_About this exercise_
Would you write out all the records again, exactly?

Stored data entries
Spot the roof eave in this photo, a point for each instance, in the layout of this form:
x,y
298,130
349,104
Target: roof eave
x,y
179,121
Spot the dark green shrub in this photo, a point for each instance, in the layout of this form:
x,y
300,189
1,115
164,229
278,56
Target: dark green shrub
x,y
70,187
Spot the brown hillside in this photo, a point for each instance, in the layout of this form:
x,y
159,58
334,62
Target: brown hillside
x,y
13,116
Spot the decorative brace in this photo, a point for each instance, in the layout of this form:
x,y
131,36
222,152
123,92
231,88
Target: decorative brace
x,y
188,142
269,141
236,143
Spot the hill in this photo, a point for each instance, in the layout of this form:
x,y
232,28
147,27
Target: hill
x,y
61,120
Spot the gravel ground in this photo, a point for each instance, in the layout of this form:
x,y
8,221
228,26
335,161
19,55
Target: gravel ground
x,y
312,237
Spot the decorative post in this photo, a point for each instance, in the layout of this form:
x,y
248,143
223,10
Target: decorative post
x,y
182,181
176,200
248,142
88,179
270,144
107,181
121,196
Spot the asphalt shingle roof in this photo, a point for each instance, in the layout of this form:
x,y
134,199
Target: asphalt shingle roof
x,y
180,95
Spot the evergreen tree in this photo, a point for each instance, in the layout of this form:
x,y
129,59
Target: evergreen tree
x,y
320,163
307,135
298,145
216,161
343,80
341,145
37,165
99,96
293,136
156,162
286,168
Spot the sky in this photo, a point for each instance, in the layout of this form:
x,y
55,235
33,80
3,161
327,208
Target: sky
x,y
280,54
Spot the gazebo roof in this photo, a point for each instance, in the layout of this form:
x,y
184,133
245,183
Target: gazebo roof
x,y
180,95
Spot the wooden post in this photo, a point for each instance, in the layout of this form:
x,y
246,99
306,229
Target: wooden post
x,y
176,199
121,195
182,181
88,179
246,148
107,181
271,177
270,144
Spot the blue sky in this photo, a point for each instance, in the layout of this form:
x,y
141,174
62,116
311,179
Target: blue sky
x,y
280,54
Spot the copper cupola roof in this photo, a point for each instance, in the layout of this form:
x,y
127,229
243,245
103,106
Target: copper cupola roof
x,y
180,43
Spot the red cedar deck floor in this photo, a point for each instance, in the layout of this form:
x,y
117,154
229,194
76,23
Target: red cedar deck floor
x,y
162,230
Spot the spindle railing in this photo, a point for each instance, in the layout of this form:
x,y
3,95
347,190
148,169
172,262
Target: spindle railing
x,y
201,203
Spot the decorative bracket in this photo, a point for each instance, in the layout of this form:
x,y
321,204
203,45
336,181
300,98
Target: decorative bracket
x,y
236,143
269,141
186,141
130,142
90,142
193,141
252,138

_Finished exercise_
Spot the roof eave in this photo, a point for each instance, in the layout of this form:
x,y
298,130
349,104
Target: roof eave
x,y
179,121
Spot the dark green shrub in this photo, a point for each instance, in the layout of this form:
x,y
300,189
1,115
164,229
278,56
Target: dark green shrub
x,y
70,187
Spot the brown hillside in this photo, a point for each instance, in the layout of this form:
x,y
159,58
334,62
Target: brown hillside
x,y
13,116
Spot the decorative brace in this photo, a point for each instance, in the layout of this form:
x,y
131,36
222,152
123,92
231,88
Target: decorative brace
x,y
188,142
269,141
236,143
Spot the hill in this photo, a point for each instance, in the layout of this form:
x,y
232,28
147,27
Target: hill
x,y
61,120
Spot the gravel ground in this photo, a point for each instance, in the layout of this form:
x,y
8,221
228,26
335,161
19,55
Target: gravel ground
x,y
312,237
Spot the decorative post in this photo, a point for each instance, in the layout of this form:
x,y
248,143
223,10
Target: decorative post
x,y
182,181
176,200
248,142
88,179
270,144
107,181
121,196
Spot the asphalt shingle roof in this photo, a point for each instance, in the layout of this form:
x,y
134,199
Target: asphalt shingle roof
x,y
180,95
Spot the evergreen tree in this photo, a point for each instance, in the layout of this form:
x,y
129,59
Target: evergreen tree
x,y
320,163
307,135
298,145
216,161
343,80
341,145
37,165
99,96
293,136
156,162
286,168
Spot the sky in this photo, a point for each instance, in the layout of this form:
x,y
55,235
33,80
3,161
327,208
Target: sky
x,y
280,54
Spot the gazebo roof in this photo, a point for each instance, in the layout of this form:
x,y
184,133
245,183
Target: gazebo roof
x,y
180,95
Spot the wooden post in this photo, a point for each instance, in the layout of this form:
x,y
246,99
306,229
Target: wooden post
x,y
176,199
121,195
182,181
88,179
246,148
107,181
271,177
270,144
Spot the blue sky in this photo, a point for each instance, in the layout of this form:
x,y
141,174
62,116
311,179
Target: blue sky
x,y
280,54
Spot the copper cupola roof in this photo, a point for each instance, in the layout of this form:
x,y
127,229
243,245
103,106
Target: copper cupola roof
x,y
180,43
Spot the red cedar deck floor in this photo, a point for each instance, in the layout of this form:
x,y
117,154
229,194
76,23
Target: red cedar deck floor
x,y
162,230
Spot the spindle railing in this photo, a point for each instance, in the layout of this form:
x,y
3,95
347,190
148,169
172,262
Target: spindle railing
x,y
201,203
Spot the decorative bracket in this photo, a point for each instance, in the layout of this form:
x,y
321,204
203,45
336,181
300,98
Target: decorative bracket
x,y
236,143
269,141
186,141
130,142
90,142
193,141
252,138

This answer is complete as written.